(Information supplied)

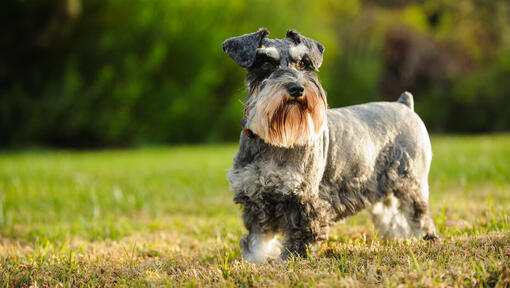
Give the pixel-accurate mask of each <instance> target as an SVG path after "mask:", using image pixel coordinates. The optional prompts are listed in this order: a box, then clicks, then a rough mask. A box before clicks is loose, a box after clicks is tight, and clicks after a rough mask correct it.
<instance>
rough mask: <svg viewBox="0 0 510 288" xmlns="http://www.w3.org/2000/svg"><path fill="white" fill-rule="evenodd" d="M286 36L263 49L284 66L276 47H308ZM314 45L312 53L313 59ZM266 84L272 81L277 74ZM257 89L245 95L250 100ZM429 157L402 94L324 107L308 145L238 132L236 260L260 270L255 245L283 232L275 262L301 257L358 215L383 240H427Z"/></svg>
mask: <svg viewBox="0 0 510 288" xmlns="http://www.w3.org/2000/svg"><path fill="white" fill-rule="evenodd" d="M289 33H291V34H292V33H296V32H293V31H291V32H289ZM289 33H288V34H287V38H285V39H283V40H282V39H276V40H273V39H267V38H265V39H263V41H262V42H265V43H266V44H268V43H271V45H272V46H276V47H279V50H280V51H282V52H281V53H283V54H282V57H281V58H282V59H280V61H283V62H281V63H284V64H285V61H289V60H286V59H288V57H289V56H288V54H287V55H286V54H285V51H287V50H288V49H287V48H285V47H283V45H287V46H288V45H290V44H289V41H292V42H293V41H295V40H294V39H293V38H295V37H301V38H300V39H301V40H300V41H304V40H306V39H308V38H305V37H303V36H301V35H299V34H297V33H296V34H293V35H290V36H289ZM303 39H304V40H303ZM227 41H228V40H227ZM271 41H273V42H271ZM306 41H308V40H306ZM309 41H314V40H311V39H309ZM296 43H298V42H294V43H293V45H295V44H296ZM301 43H302V42H301ZM310 43H312V45H313V46H308V45H307V47H308V48H309V49H310V50H311V52H310V53H311V54H314V53H319V54H320V58H321V59H320V61H319V60H318V59H316V64H317V65H318V66H320V63H321V62H322V51H324V49H323V48H322V49H321V48H320V46H319V44H315V43H318V42H316V41H314V42H308V44H310ZM268 46H269V45H268ZM314 46H315V49H316V50H317V51H312V49H311V48H313V47H314ZM286 49H287V50H286ZM308 57H311V58H312V57H318V56H317V55H316V56H309V55H308ZM316 64H314V66H315V65H316ZM241 66H242V65H241ZM282 67H283V68H281V69H282V70H289V69H290V68H288V67H287V66H283V65H282ZM254 73H255V72H254ZM292 73H299V71H298V72H296V71H293V72H292ZM248 75H250V72H249V73H248ZM274 75H277V76H274ZM307 75H308V74H307ZM248 77H249V78H250V76H248ZM271 77H276V79H278V73H276V72H274V73H273V74H272V76H271ZM307 77H309V78H310V77H311V78H310V79H311V80H310V81H314V83H318V81H315V80H314V78H313V77H312V76H307ZM251 78H253V79H252V80H251V81H250V82H251V83H250V87H251V86H257V85H264V84H263V83H264V81H258V80H257V79H256V78H257V77H255V76H252V77H251ZM316 85H320V84H316ZM256 90H257V89H254V88H253V87H251V89H250V91H251V92H250V94H251V93H252V92H253V91H256ZM320 91H323V90H322V88H321V89H320ZM253 93H254V92H253ZM250 97H251V95H248V100H250V99H251V98H250ZM324 97H325V95H324ZM324 101H325V100H324ZM402 104H404V105H402ZM248 108H249V107H248ZM431 158H432V151H431V146H430V140H429V137H428V133H427V130H426V128H425V125H424V124H423V122H422V121H421V119H420V118H419V117H418V115H417V114H416V113H415V112H414V111H413V99H412V95H411V94H410V93H408V92H406V93H404V94H402V95H401V97H400V98H399V100H398V101H397V102H376V103H369V104H363V105H356V106H350V107H345V108H338V109H328V110H327V124H326V126H325V129H324V130H323V132H322V134H321V135H320V137H318V138H317V139H316V140H315V141H313V142H312V143H310V144H308V145H302V146H293V147H292V148H282V147H276V146H273V145H271V144H268V143H266V142H265V141H264V140H263V139H261V138H248V137H247V136H245V135H244V134H243V133H241V139H240V144H239V151H238V152H237V154H236V155H235V157H234V165H233V168H232V169H231V170H230V171H229V172H228V175H227V178H228V181H229V182H230V187H231V189H232V191H233V192H234V195H235V196H234V201H235V203H238V204H241V205H242V207H243V221H244V225H245V226H246V228H247V229H248V231H249V233H248V234H247V235H245V236H244V237H243V239H242V240H241V246H242V249H243V255H244V256H245V258H247V260H250V261H253V262H264V261H265V260H266V259H265V258H260V257H257V256H253V255H254V253H255V252H256V251H253V250H255V249H260V248H258V247H259V246H260V245H258V244H256V243H257V241H266V240H267V241H269V240H268V239H272V237H273V236H274V235H276V234H283V236H284V243H283V252H282V253H281V258H282V259H287V258H288V257H289V256H290V255H291V254H296V255H300V256H304V255H306V253H307V250H308V249H309V248H311V245H312V244H313V243H316V242H318V241H320V240H325V239H327V236H328V229H329V226H330V225H331V224H332V223H333V222H335V221H338V220H340V219H343V218H345V217H347V216H351V215H354V214H356V213H357V212H359V211H361V210H362V209H365V208H367V209H369V210H370V212H371V214H372V218H373V222H374V225H375V226H376V228H378V230H379V231H380V233H381V234H382V235H383V236H385V237H410V236H415V237H418V236H420V235H422V234H423V235H424V236H423V237H424V238H425V239H435V238H436V237H437V236H436V233H435V228H434V225H433V223H432V221H431V219H430V216H429V212H428V204H427V201H428V184H427V178H428V173H429V168H430V162H431ZM261 239H262V240H261ZM254 243H255V244H254ZM275 247H276V246H275ZM268 257H269V256H268Z"/></svg>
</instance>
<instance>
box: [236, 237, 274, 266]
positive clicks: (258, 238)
mask: <svg viewBox="0 0 510 288" xmlns="http://www.w3.org/2000/svg"><path fill="white" fill-rule="evenodd" d="M240 245H241V249H242V253H243V257H244V259H246V261H248V262H252V263H265V262H267V261H268V259H278V258H279V257H280V254H281V244H280V242H279V241H278V238H277V234H276V233H271V232H255V231H250V232H249V233H246V234H245V235H244V236H243V238H242V239H241V242H240Z"/></svg>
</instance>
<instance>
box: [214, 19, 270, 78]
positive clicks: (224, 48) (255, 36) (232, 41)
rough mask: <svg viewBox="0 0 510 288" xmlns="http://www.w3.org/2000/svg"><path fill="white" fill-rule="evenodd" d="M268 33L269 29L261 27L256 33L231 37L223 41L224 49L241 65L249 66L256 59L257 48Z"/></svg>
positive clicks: (227, 52) (243, 67) (265, 36)
mask: <svg viewBox="0 0 510 288" xmlns="http://www.w3.org/2000/svg"><path fill="white" fill-rule="evenodd" d="M267 35H269V31H267V30H266V29H265V28H260V29H259V31H257V32H254V33H250V34H245V35H242V36H237V37H232V38H229V39H227V40H225V41H224V42H223V51H225V52H226V53H227V54H228V56H230V58H232V59H234V61H236V62H237V64H239V65H240V66H241V67H243V68H248V67H250V66H251V65H252V64H253V62H254V61H255V57H256V56H257V49H258V48H259V47H260V45H261V42H262V40H263V39H264V38H265V37H266V36H267Z"/></svg>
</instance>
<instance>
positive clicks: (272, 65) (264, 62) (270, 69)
mask: <svg viewBox="0 0 510 288" xmlns="http://www.w3.org/2000/svg"><path fill="white" fill-rule="evenodd" d="M262 68H264V69H267V70H272V69H273V68H274V64H273V63H271V62H264V64H262Z"/></svg>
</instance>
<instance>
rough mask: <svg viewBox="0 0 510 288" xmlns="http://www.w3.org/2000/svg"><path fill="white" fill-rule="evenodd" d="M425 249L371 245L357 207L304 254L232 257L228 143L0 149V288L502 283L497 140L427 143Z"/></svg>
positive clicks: (406, 240) (240, 236)
mask: <svg viewBox="0 0 510 288" xmlns="http://www.w3.org/2000/svg"><path fill="white" fill-rule="evenodd" d="M432 146H433V151H434V159H433V162H432V170H431V175H430V184H431V185H430V186H431V195H430V198H431V199H430V202H431V213H432V217H433V219H434V221H435V223H436V227H437V229H438V231H439V232H440V233H441V234H442V238H441V240H439V241H436V242H433V243H430V242H425V241H422V240H399V241H391V242H390V241H382V240H380V239H379V238H378V236H377V234H376V233H375V232H374V229H373V226H372V224H371V223H370V220H369V217H368V214H367V213H366V212H363V213H360V214H359V215H357V216H355V217H352V218H349V219H348V220H347V221H345V222H344V223H339V224H338V225H336V226H335V227H334V228H333V229H332V233H331V235H330V237H329V239H328V240H327V241H326V242H324V243H323V244H322V245H321V247H320V249H319V251H318V254H317V255H314V256H310V257H309V258H307V259H293V260H291V261H288V262H287V263H285V264H284V265H280V264H275V263H272V264H266V265H259V266H257V265H253V264H249V263H246V262H245V261H244V260H242V258H241V256H240V249H239V246H238V240H239V238H240V237H241V235H242V234H243V233H244V228H243V226H242V222H241V219H240V214H241V213H240V209H239V207H237V206H235V205H234V204H233V202H232V196H231V194H230V192H229V190H228V183H227V181H226V179H225V174H226V169H228V168H229V167H230V165H231V160H232V156H233V155H234V153H235V151H236V145H217V146H177V147H165V148H143V149H134V150H108V151H92V152H66V151H21V152H3V153H1V154H0V286H2V287H6V286H7V287H16V286H30V285H33V286H38V287H41V286H57V285H61V284H62V285H63V286H84V287H94V286H149V285H152V284H154V285H156V286H164V285H168V286H200V287H202V286H259V287H264V286H268V285H274V286H304V287H309V286H330V285H337V286H365V285H372V286H373V285H382V286H388V287H391V286H398V285H402V284H403V285H408V286H436V285H440V286H452V285H467V286H473V285H476V286H478V285H482V286H494V285H496V286H509V285H510V231H509V228H510V135H495V136H471V137H467V136H436V137H433V139H432Z"/></svg>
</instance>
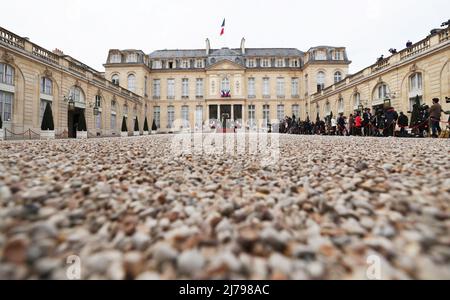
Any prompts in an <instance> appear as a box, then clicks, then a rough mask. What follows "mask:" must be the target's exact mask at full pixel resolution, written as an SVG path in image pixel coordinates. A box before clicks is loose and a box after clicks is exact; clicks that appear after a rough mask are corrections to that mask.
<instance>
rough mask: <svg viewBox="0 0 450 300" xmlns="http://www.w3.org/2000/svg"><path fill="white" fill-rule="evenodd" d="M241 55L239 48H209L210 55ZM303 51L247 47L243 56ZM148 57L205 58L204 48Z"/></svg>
mask: <svg viewBox="0 0 450 300" xmlns="http://www.w3.org/2000/svg"><path fill="white" fill-rule="evenodd" d="M229 55H237V56H240V55H242V52H241V49H240V48H237V49H228V48H222V49H211V51H210V56H229ZM303 55H304V53H303V52H302V51H300V50H298V49H295V48H247V49H245V56H284V57H290V56H303ZM149 56H150V59H170V58H205V57H207V56H208V55H206V49H192V50H190V49H184V50H183V49H181V50H180V49H177V50H157V51H154V52H152V53H150V54H149Z"/></svg>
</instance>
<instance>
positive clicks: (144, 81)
mask: <svg viewBox="0 0 450 300" xmlns="http://www.w3.org/2000/svg"><path fill="white" fill-rule="evenodd" d="M147 88H148V78H147V76H145V78H144V95H145V96H146V97H147V95H148V93H147Z"/></svg>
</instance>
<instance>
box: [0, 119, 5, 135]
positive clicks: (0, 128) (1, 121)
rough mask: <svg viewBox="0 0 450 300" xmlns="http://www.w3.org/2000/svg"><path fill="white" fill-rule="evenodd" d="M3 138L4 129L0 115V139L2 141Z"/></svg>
mask: <svg viewBox="0 0 450 300" xmlns="http://www.w3.org/2000/svg"><path fill="white" fill-rule="evenodd" d="M4 138H5V130H4V129H3V121H2V116H1V115H0V141H3V139H4Z"/></svg>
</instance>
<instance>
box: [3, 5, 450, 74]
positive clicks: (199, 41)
mask: <svg viewBox="0 0 450 300" xmlns="http://www.w3.org/2000/svg"><path fill="white" fill-rule="evenodd" d="M1 10H2V11H3V12H8V13H1V19H0V26H1V27H5V28H6V29H9V30H11V31H13V32H15V33H17V34H19V35H21V36H24V37H29V38H30V39H31V41H33V42H35V43H37V44H39V45H41V46H43V47H45V48H47V49H49V50H53V49H54V48H59V49H61V50H63V51H64V53H66V54H69V55H72V56H74V57H75V58H77V59H79V60H81V61H82V62H84V63H86V64H88V65H89V66H91V67H93V68H95V69H97V70H99V71H103V66H102V64H103V63H104V62H105V60H106V57H107V53H108V50H109V49H111V48H114V49H117V48H118V49H132V48H135V49H141V50H143V51H144V52H146V53H150V52H152V51H154V50H158V49H183V48H186V49H191V48H195V49H197V48H200V49H203V48H205V39H206V38H207V37H209V38H210V40H211V44H212V45H211V46H212V47H213V48H218V47H225V46H226V47H230V48H233V47H239V45H240V40H241V38H242V37H245V38H246V40H247V43H246V46H247V47H249V48H252V47H292V48H298V49H300V50H302V51H306V50H308V49H309V48H310V47H313V46H318V45H331V46H345V47H347V51H348V54H349V58H350V60H352V61H353V63H352V64H351V66H350V72H351V73H355V72H356V71H359V70H360V69H362V68H364V67H366V66H369V65H370V64H372V63H373V62H374V61H375V59H376V57H378V56H380V55H381V54H385V55H387V54H388V52H387V50H388V49H389V48H391V47H394V48H397V49H399V50H400V49H402V48H403V47H404V45H405V43H406V41H407V40H408V39H410V40H412V41H417V40H419V39H421V38H424V37H425V36H426V35H427V34H428V33H429V31H430V30H431V29H432V28H438V27H439V26H440V25H441V23H442V22H443V21H445V20H448V19H449V18H450V13H449V12H450V1H449V0H427V1H423V0H341V1H338V0H316V1H299V0H297V1H296V0H221V1H216V0H188V1H186V0H185V1H182V0H158V1H153V0H127V1H119V0H95V1H94V0H39V1H32V0H2V4H1ZM223 18H226V29H225V30H226V34H225V36H224V37H220V36H219V32H220V26H221V25H222V20H223Z"/></svg>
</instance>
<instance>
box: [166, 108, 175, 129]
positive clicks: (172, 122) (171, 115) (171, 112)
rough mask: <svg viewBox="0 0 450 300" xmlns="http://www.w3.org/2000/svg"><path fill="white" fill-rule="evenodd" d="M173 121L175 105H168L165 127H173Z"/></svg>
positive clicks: (174, 110) (173, 118)
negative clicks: (165, 125)
mask: <svg viewBox="0 0 450 300" xmlns="http://www.w3.org/2000/svg"><path fill="white" fill-rule="evenodd" d="M174 121H175V107H173V106H169V107H168V108H167V128H173V122H174Z"/></svg>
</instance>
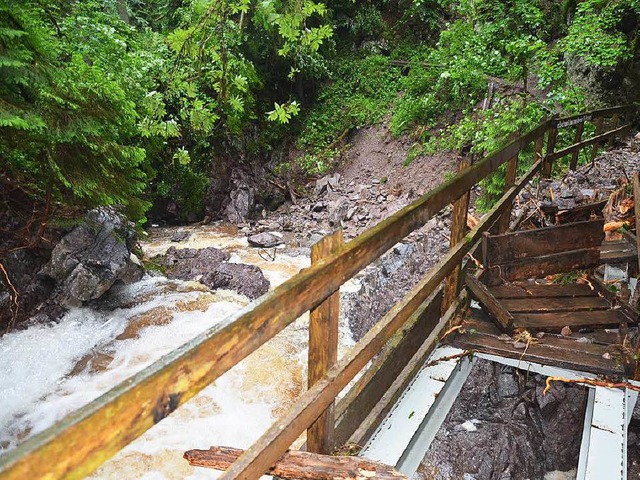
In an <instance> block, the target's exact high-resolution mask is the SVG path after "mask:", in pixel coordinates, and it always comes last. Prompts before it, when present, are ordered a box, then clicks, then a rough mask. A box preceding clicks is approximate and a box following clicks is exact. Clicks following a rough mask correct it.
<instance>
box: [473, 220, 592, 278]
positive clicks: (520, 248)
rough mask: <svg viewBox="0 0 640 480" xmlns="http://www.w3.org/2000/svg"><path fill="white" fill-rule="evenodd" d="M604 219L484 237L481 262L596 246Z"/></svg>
mask: <svg viewBox="0 0 640 480" xmlns="http://www.w3.org/2000/svg"><path fill="white" fill-rule="evenodd" d="M603 228H604V220H603V219H599V220H588V221H585V222H577V223H570V224H566V225H559V226H554V227H545V228H537V229H535V230H523V231H519V232H514V233H507V234H504V235H491V236H489V237H488V238H487V253H486V257H485V258H484V264H485V266H489V267H491V266H493V265H499V264H503V263H507V262H512V261H516V260H522V259H526V258H529V257H538V256H542V255H550V254H554V253H561V252H565V251H567V250H580V249H584V248H592V247H597V246H599V245H600V244H601V243H602V242H603V240H604V231H603Z"/></svg>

(End Information supplied)

Pull out each line from the rows above that contains the string "positive", copying every such line in full.

### Answer below
positive clicks: (258, 238)
positive clicks: (224, 48) (255, 36) (232, 41)
positive clicks: (227, 52) (243, 67) (265, 36)
positive clicks: (272, 65) (264, 62) (270, 69)
positive clicks: (406, 240) (240, 236)
positive clicks: (144, 81)
positive clicks: (0, 128) (1, 121)
positive clicks: (199, 41)
positive clicks: (172, 122) (171, 115) (171, 112)
positive clicks: (174, 110) (173, 118)
positive clicks: (520, 248)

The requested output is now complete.